[Brief] Please find each line in the entries below that contains the word "trolley", and copy those lines out in full.

— start of Input —

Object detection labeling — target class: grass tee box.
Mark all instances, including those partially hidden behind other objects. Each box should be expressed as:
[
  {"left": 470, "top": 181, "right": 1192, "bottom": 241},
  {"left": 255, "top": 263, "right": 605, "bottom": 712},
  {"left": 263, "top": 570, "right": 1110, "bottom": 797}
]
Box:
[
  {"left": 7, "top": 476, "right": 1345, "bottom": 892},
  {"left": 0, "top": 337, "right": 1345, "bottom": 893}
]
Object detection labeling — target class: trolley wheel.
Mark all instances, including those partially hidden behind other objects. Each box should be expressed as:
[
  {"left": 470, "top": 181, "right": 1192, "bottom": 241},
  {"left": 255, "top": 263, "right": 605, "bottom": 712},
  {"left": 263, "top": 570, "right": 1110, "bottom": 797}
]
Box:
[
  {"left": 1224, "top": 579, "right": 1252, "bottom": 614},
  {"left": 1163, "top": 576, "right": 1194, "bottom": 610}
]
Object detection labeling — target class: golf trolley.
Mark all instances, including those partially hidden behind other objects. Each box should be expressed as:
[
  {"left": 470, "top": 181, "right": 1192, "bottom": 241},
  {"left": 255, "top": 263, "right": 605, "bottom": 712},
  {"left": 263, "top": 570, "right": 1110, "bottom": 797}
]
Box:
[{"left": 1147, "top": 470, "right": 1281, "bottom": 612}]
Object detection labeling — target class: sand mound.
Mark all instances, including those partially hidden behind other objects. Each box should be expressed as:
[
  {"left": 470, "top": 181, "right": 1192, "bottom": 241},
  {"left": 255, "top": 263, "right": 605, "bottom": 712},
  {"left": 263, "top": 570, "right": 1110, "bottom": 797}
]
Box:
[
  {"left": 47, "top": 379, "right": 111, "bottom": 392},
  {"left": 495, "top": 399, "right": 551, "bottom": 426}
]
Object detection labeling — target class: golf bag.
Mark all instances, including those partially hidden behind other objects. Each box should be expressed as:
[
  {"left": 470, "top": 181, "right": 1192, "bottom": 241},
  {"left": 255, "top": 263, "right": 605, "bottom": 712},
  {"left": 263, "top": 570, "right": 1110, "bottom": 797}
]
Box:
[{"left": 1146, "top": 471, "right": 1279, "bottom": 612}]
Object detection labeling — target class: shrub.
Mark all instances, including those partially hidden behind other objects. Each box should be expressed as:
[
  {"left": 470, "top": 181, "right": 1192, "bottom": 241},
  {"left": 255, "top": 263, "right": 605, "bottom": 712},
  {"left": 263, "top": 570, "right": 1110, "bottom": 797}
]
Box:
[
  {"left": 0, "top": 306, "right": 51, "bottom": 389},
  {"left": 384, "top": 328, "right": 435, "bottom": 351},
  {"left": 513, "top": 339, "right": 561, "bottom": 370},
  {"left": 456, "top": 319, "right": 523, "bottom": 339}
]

— end of Input —

[Output of the task]
Object detection labeling — target class: trolley wheel.
Object detection labeling — target class: golf trolley.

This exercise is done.